GIVEN INSTRUCTION →
Write what follows in the QuaEC documentation on Pauli group searches and the Clifford class, picking up after its last sentence.

QuaEC provides useful tools for searching over elements of the Pauli group.
A few particlar searches are provided built-in, while other searches can be
efficiently built using the predicates described in :doc:`predicates`.

.. autofunction:: qecc.is_in_normalizer

.. autofunction:: qecc.mutually_commuting_sets


:class:`qecc.Clifford`: Class representing Clifford group elements
------------------------------------------------------------------

Elements of the automorphism group of the Pauli group (known as the Clifford
group) are represented by the class :class:`qecc.Clifford`. Instances of
``Clifford`` are constructed by specifying the mappings of the generators of
the Pauli group, such that the action of a ``Clifford`` instance is defined
for all input Pauli group elements.

>>> import qecc as q
>>> C = q.Clifford(['XX', 'IX'], ['ZI', 'ZZ'])
>>> print C
XI |->  +XX
IX |->  +IX
ZI |->  +ZI
IZ |->  +ZZ

Also, the results of an element of the Clifford group can be left partially
unspecified, using the singleton :obj:`qecc.Unspecified`:

>>> import qecc as q
>>> print q.Clifford(['IZ','XZ'],['XI',q.Unspecified])
XI |->  +IZ
IX |->  +XZ
ZI |->  +XI
IZ |-> Unspecified

Once an instance of :class:`qecc.Clifford` has been constructed in this way,
its action on elements of the Pauli group can be calculated by calling the
``Clifford`` instance as a function.

>>> from qecc import I, X, Y, Z
>>> C(X & Y)
i^0 YZ
>>> map(C, ['XI', 'IX', 'YI', 'IY', 'ZI', 'IZ'])
[i^0 XX, i^0 IX, i^0 YX, i^0 ZY, i^0 ZI, i^0 ZZ]

Note that in this example, ``C`` has converted strings to :class:`qecc.Pauli`
instances. This is done automatically by :class:`qecc.Clifford`.

INFORMATION PROVIDED →

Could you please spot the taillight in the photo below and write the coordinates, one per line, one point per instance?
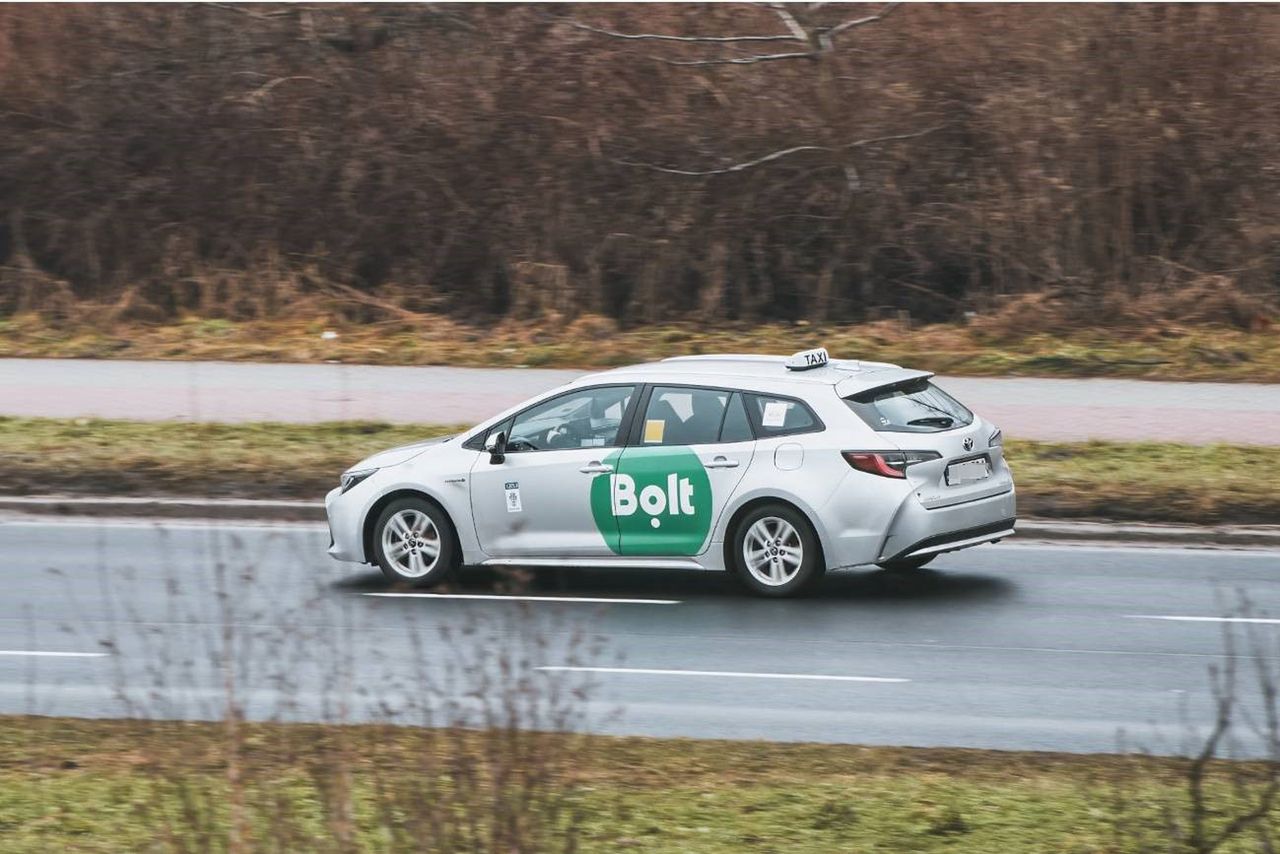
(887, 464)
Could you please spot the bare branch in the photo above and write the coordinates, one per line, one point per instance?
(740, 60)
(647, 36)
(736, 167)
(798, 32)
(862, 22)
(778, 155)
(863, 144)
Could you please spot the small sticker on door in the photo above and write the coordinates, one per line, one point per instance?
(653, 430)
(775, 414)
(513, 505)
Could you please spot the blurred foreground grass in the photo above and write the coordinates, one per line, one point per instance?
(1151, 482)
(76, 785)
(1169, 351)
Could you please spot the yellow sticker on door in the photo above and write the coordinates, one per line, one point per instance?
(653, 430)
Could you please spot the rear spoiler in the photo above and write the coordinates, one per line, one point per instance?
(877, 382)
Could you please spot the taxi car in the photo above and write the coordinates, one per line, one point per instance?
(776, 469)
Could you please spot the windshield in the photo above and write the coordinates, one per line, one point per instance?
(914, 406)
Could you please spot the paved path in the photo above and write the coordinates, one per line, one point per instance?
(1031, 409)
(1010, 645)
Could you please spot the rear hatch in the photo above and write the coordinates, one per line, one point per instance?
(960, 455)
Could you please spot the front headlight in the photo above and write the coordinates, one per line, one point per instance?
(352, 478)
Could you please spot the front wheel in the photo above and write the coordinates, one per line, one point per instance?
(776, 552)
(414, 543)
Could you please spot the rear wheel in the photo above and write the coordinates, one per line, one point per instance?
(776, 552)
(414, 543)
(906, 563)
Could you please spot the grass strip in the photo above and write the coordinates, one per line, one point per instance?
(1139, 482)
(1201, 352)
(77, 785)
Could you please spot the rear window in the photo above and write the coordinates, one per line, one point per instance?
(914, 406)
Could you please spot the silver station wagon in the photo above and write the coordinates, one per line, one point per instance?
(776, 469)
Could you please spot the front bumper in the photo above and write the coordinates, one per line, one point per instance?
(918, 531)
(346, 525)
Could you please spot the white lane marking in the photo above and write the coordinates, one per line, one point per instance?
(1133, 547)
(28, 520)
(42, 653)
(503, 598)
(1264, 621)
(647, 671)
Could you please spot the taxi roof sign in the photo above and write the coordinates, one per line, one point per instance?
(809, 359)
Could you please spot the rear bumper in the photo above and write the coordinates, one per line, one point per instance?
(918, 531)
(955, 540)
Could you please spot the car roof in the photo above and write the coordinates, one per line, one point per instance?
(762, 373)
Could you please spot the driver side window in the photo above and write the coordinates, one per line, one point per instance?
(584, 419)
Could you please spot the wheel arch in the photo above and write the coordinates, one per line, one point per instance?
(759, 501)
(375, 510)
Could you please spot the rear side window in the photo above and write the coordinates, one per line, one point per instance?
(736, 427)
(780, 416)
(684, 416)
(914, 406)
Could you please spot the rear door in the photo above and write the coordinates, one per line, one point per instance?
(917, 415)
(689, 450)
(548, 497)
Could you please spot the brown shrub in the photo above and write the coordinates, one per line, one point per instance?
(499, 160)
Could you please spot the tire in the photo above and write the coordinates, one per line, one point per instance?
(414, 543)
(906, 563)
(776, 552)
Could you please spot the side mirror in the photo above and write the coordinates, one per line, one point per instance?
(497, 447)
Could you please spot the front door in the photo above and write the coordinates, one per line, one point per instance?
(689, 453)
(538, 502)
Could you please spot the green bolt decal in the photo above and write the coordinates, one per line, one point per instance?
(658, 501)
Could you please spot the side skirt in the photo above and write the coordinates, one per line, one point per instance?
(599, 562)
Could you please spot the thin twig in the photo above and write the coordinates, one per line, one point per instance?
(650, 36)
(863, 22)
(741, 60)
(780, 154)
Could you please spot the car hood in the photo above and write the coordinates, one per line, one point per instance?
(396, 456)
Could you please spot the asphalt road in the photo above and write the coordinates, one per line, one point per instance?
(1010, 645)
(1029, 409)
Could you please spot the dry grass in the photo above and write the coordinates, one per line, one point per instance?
---
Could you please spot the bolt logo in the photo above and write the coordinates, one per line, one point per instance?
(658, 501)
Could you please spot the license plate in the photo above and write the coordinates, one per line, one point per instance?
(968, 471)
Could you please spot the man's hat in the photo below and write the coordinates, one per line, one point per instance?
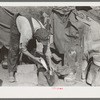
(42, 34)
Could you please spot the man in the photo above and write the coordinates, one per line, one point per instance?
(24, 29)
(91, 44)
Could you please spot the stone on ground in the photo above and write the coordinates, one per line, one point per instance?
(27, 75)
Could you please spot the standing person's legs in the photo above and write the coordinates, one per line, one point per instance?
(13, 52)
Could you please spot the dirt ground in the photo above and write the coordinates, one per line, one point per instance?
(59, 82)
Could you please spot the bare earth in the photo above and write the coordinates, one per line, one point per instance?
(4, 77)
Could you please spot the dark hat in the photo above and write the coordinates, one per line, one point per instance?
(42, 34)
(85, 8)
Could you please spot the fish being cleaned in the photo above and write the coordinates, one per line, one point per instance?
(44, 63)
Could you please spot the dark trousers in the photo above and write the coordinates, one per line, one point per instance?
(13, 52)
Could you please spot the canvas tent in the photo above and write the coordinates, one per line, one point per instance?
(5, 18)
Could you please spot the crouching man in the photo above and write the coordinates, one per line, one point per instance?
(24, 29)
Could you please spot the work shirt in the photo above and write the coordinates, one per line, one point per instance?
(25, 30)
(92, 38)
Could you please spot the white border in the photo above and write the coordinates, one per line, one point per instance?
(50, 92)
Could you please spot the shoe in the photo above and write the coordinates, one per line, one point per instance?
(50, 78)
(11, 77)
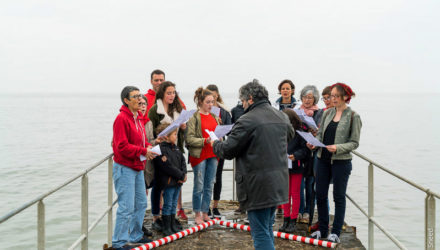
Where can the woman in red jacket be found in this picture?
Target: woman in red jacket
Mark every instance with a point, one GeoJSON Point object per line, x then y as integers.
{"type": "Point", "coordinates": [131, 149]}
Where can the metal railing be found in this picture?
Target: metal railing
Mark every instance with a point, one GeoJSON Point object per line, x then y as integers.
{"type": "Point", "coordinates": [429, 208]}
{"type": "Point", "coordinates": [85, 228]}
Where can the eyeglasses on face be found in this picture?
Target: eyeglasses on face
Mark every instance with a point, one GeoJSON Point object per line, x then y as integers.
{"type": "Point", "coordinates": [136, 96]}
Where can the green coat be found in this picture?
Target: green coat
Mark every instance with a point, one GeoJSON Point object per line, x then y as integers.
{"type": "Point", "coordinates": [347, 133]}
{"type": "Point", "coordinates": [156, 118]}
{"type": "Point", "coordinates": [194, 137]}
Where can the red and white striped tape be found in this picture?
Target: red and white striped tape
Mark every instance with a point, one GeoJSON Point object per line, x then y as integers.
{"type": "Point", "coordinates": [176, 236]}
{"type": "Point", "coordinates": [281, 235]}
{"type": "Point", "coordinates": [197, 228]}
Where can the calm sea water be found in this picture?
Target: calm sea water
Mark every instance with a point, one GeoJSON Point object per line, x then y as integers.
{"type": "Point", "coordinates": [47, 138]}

RESPONSE TO THE TASK →
Instances of ``Clifford`` can be combined by multiplication (``*``) and by
tensor products (``&``). Multiplication of two ``Clifford`` instances returns
a new instance representing their composition, while the tensor product returns
a new instance that acts on each register independently.

>>> import qecc as q
>>> C = q.Clifford(['XX', 'IX'], ['ZI', 'ZZ'])
>>> D = q.Clifford(['XI', 'IZ'], ['ZI', 'IX'])
>>> print C * D
XI |->  +XX
IX |->  +ZZ
ZI |->  +ZI
IZ |->  +IX
>>> print C & D
X[0] |->  +X[0] X[1]
X[3] |->  +Z[3]
Z[1] |->  +Z[0] Z[1]
Z[3] |->  +X[3]

Note that in the second example, the printing of the Clifford operator has
switched to a sparse format that suppresses printing lines for qubits that are
not acted upon by the operator (in this case, qubits ``1`` and ``2`` are
trivially acted upon by ``C & D``).

As with :class:`qecc.Pauli`, the length of a :class:`qecc.Clifford` instance
is defined as the number of qubits on which that instance acts. This information
is also exposed as the property ``nq``.

>>> import qecc as q
>>> C = q.Clifford(['XX', 'IX'], ['ZI', 'ZZ'])
>>> print len(C)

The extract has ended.